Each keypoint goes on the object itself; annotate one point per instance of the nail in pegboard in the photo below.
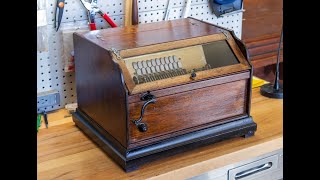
(154, 10)
(50, 66)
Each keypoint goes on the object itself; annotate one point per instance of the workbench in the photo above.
(64, 152)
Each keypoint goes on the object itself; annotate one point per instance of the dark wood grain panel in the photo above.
(188, 87)
(262, 17)
(188, 109)
(261, 29)
(100, 88)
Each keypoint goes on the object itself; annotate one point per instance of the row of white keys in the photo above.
(161, 68)
(155, 62)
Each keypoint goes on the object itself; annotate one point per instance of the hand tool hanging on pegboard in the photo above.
(186, 10)
(169, 7)
(225, 7)
(58, 14)
(92, 8)
(135, 14)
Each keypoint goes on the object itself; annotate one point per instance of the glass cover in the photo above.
(171, 63)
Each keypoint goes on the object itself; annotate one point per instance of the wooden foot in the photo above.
(249, 134)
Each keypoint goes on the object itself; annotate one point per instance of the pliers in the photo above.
(58, 14)
(92, 8)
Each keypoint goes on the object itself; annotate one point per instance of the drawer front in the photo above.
(262, 169)
(178, 112)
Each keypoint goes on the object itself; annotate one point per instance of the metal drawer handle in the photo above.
(254, 170)
(149, 98)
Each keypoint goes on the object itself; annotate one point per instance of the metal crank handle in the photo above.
(142, 127)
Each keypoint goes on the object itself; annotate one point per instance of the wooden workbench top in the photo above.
(64, 152)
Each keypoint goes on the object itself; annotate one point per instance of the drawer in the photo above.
(185, 111)
(262, 169)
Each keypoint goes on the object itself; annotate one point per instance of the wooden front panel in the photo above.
(189, 109)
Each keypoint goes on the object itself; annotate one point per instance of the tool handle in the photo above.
(92, 26)
(135, 18)
(109, 20)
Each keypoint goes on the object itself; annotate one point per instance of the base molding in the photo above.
(131, 159)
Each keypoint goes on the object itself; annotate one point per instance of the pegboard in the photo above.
(50, 65)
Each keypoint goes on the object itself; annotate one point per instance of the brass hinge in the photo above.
(115, 52)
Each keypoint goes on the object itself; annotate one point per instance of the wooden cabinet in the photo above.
(142, 97)
(261, 31)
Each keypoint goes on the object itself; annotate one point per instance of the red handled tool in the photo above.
(92, 8)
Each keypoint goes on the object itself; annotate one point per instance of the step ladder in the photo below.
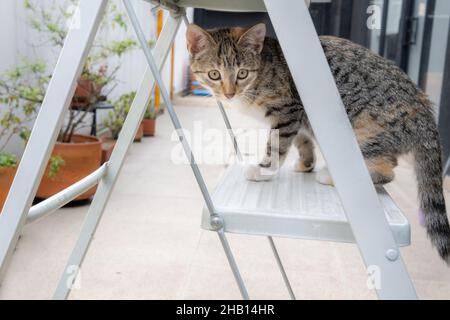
(291, 206)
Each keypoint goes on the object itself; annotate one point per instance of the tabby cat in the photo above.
(390, 115)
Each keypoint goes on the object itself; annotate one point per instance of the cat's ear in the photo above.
(253, 38)
(198, 40)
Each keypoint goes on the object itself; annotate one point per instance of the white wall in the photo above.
(16, 36)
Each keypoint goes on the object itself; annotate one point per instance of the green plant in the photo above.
(23, 87)
(116, 118)
(56, 162)
(7, 160)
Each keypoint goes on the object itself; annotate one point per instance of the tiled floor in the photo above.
(149, 244)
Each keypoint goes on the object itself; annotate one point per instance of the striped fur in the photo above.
(390, 115)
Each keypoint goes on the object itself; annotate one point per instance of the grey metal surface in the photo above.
(226, 5)
(281, 267)
(56, 101)
(293, 205)
(311, 73)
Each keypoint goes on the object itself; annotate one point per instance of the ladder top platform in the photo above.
(293, 205)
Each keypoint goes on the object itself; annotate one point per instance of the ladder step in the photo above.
(293, 205)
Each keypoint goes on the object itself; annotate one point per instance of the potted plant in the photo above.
(149, 121)
(20, 96)
(114, 123)
(74, 155)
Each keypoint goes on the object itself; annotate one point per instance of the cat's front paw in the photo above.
(254, 172)
(304, 166)
(324, 177)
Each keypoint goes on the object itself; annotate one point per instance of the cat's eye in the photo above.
(242, 74)
(214, 75)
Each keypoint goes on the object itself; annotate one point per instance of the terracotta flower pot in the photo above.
(139, 133)
(149, 127)
(81, 157)
(6, 178)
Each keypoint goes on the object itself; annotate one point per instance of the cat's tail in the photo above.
(428, 169)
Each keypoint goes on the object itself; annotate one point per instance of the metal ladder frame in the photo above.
(323, 106)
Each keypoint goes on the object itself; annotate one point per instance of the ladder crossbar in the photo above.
(63, 197)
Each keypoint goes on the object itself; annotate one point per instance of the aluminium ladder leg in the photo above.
(48, 123)
(326, 113)
(173, 116)
(126, 138)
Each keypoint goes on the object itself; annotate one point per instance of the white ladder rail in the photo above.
(126, 137)
(330, 123)
(216, 220)
(56, 102)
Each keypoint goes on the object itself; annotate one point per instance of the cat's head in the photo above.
(226, 60)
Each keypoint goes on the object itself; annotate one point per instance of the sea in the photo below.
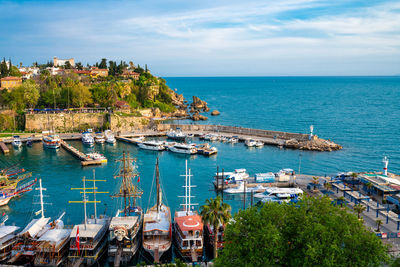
(360, 113)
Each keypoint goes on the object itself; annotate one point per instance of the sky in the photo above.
(210, 38)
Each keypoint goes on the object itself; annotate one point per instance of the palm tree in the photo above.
(328, 186)
(359, 209)
(315, 182)
(341, 200)
(378, 224)
(369, 187)
(215, 212)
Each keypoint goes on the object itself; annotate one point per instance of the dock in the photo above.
(4, 148)
(85, 159)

■ WORK TO BE COMPLETED
Return the records above verbatim, leaving out images.

■ SOLUTION FOR THIS EXERCISE
Each keypoint goes on the object itself; annotate one point per instance of the nail in pegboard in the photo below.
(154, 10)
(50, 66)
Each keypoint goes on the object itself; annotate one point per instance of the workbench in the photo above.
(64, 152)
Each keypoint goes on the object itself; annotate one point per instance of the dark wood grain panel in the photo above.
(188, 87)
(262, 17)
(188, 109)
(261, 29)
(100, 88)
Each keypoint goes on the object itself; annotate one point per instance of the row of white keys in the photo above.
(161, 68)
(155, 62)
Each keypoint goes on the object itself; annotate one point per instance of the hand tool hanging on pegboard in the photo above.
(186, 10)
(169, 7)
(225, 7)
(58, 14)
(92, 8)
(135, 14)
Each keypoint goes on the object itself; annotate one point per instance of the glass cover in the photo above.
(171, 63)
Each keypoint goes on the object itself; annotate one point per instance of the wooden foot in the photo above.
(249, 134)
Each keypoint goes on the object itself; annotate one point per instance of the pliers in the photo above.
(58, 14)
(92, 8)
Each keypoint goes on the object itself; annotate one point per instance of the drawer front in the photo above.
(262, 169)
(178, 112)
Each keypoint goes on the object itself; annotate one point per instance of the metal drawer handle in the photo above.
(254, 170)
(149, 98)
Each keypoint goes on the object itself; annotate one point per instance of the metal crank handle in the photo above.
(142, 127)
Each keypoint goes on the object itself; annotate one point per instance of the wooden workbench top in the photo above.
(64, 152)
Each keypoint goes on the object itself; annotate one point per instance of the drawer in the photo above.
(185, 111)
(262, 169)
Each keypoint goes on the object itself; annotate one point per instance of the wooden front panel in the photo above.
(189, 109)
Each keypoint goes on the object itself; annotate one point per instance of the tool handle in the photo above.
(92, 26)
(135, 18)
(109, 20)
Each keypoint goes on the object itself; annotate one point per instance of the base molding in the photo above.
(131, 159)
Each keypoint goes on the object itself; annotate one point per instance of the pegboard in the photo above.
(50, 65)
Each keypoint goes on the object itself; annotate one point per instance of the brass hinge in the photo above.
(115, 52)
Each keypoint goes on the object itself; annotate one point per instance of the wooden cabinet in the photo above.
(142, 97)
(261, 31)
Each keypoint goes on the object itself; annotate one point per instance of the red handled tool in the photo above.
(92, 8)
Each keypoint goes on the object itself; annotate one point per instance of the step ladder in the photo below.
(291, 206)
Each keypoint goes on the object itself; annotate one point per instance of the tabby cat in the photo above.
(390, 115)
Each keypoint goes on the object itself; annotate one point per instance of the cat's ear in the photo above.
(253, 38)
(198, 40)
Each keypoint goes on the object itself; annotate one point per instance of the white wall in the photo above.
(16, 36)
Each keypoint goes on the object itself; annotate one point per instance of the green plant in the photo above.
(23, 87)
(116, 118)
(56, 162)
(7, 160)
Each keypoint goes on the object itself; annotate one point per instance of the tiled floor in the photo above.
(149, 244)
Each keypoint goes on the object itself; annotate one point per instance of the striped fur in the photo above.
(390, 115)
Each keypoint goes on the object itself; annotate one point per instance of the grey metal surface in the photo above.
(226, 5)
(281, 267)
(56, 101)
(293, 205)
(311, 73)
Each keypoint goes on the object itself; annotate one point per instance of the ladder top platform in the photo above.
(293, 205)
Each keypoint goes on the object itself; annotate one point per instance of the ladder step in the photo above.
(293, 205)
Each keypoint goes on the object itself; annotate one point per instance of the potted plant in the photo above.
(149, 121)
(20, 96)
(114, 123)
(74, 155)
Each keypoint goes on the object itself; annotate one point per instance of the cat's front paw in the photo above.
(254, 172)
(304, 166)
(324, 177)
Each keypoint goes on the object itself; annotate one point per instance of the cat's eye in the photo above.
(242, 74)
(214, 75)
Each keypoint goes on the object itself; annotate one point per instance of the terracotta flower pot in the photo above.
(139, 133)
(149, 127)
(81, 157)
(6, 178)
Each keypoint goes on the object itself; annotate one point per instance of the cat's tail in the photo above.
(428, 169)
Each keypoint goes on the object itself; annotate one point per instance of the metal ladder frame in the photo above.
(323, 106)
Each keypoint goes on the object itself; annotate one point per instance of the ladder crossbar in the photo above.
(63, 197)
Each keypoint goes on the object itself; annotate one point per instance of the aluminium ladder leg in the photo above.
(48, 123)
(326, 113)
(173, 116)
(126, 138)
Each keypoint goes on the object itself; annotate one point per instance of the white ladder rail in the photo above.
(126, 137)
(330, 123)
(216, 220)
(56, 102)
Each keypoint goes on the object itself; annotate one point per instance of the cat's head in the photo above.
(226, 60)
Each keypoint goes on the object itself; annotate one point per instance of the sea in the photo below.
(360, 113)
Each keypoint goes on the object itself; annotate one point per instance of the sky in the photo above.
(210, 38)
Each keypoint goes on the object itself; annotate one point per instance of the palm tree in the photo above.
(328, 186)
(359, 209)
(315, 182)
(341, 200)
(378, 224)
(369, 187)
(215, 212)
Each keypoint goes on the object itself; annotate one point per instance of the dock in the photo above.
(4, 148)
(85, 159)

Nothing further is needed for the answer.